▸ **TASK REQUIREMENTS**
Exactly as written, reproduce the lines from the one that contains "of the rigging" through the end of the records.

▸ **SUPPLIED MATERIAL**
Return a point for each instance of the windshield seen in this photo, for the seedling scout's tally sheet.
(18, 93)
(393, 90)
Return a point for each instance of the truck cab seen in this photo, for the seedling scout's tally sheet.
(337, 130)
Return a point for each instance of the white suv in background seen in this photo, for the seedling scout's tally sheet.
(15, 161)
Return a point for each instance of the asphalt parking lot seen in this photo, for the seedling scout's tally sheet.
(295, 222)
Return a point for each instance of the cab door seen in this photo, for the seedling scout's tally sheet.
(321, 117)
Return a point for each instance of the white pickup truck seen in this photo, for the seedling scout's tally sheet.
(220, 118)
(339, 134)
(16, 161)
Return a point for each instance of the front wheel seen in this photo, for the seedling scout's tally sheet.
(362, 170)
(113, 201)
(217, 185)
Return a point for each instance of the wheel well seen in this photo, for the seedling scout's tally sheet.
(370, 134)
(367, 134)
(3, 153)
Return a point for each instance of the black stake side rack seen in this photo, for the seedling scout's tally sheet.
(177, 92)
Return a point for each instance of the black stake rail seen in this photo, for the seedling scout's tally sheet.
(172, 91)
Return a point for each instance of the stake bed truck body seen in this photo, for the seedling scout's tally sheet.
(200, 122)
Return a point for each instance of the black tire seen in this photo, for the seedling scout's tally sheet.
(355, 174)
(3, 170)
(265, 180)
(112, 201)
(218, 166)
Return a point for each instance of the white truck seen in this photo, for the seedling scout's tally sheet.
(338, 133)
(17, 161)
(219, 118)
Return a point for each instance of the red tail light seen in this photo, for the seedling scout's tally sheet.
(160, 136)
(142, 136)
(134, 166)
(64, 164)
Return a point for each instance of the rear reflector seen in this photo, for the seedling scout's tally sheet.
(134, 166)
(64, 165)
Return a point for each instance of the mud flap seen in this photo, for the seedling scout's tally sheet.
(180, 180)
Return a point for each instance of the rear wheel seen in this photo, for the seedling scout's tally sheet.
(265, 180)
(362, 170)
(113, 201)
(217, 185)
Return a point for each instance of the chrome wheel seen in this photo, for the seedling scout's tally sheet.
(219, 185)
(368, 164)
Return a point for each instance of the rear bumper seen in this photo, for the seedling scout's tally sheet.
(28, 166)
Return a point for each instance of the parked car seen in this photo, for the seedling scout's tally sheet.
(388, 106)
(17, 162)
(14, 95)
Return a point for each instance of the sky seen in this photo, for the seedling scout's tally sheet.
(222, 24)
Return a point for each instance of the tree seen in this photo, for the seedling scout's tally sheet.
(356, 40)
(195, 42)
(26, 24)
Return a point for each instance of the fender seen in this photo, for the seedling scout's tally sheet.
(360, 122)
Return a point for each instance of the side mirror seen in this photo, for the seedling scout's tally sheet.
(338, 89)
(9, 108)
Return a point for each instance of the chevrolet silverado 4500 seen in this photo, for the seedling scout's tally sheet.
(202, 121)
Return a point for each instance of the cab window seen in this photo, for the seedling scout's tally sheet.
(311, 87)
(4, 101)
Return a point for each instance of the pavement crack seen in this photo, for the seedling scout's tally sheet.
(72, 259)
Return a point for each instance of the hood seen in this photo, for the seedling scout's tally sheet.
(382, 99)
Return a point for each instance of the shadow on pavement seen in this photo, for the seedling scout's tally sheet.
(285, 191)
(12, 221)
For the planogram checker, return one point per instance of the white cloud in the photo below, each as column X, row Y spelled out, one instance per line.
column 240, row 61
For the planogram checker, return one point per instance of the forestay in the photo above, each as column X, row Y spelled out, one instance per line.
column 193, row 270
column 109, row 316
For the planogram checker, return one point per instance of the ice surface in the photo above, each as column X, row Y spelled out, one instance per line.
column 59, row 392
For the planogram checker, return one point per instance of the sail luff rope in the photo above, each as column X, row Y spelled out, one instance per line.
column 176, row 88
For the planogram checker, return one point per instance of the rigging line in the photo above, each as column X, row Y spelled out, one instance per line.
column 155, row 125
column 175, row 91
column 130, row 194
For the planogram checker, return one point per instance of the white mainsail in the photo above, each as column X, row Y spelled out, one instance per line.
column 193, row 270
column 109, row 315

▸ **RESPONSE FOR THIS EXERCISE**
For the planogram checker, return one point per instance of the rigging line in the photo above, each as column X, row Y spelled out, one instance per line.
column 155, row 125
column 175, row 91
column 130, row 194
For the planogram checker, return one point per instance of the white mainsail in the photo above, each as column X, row Y spelled out, one instance per line.
column 193, row 270
column 109, row 315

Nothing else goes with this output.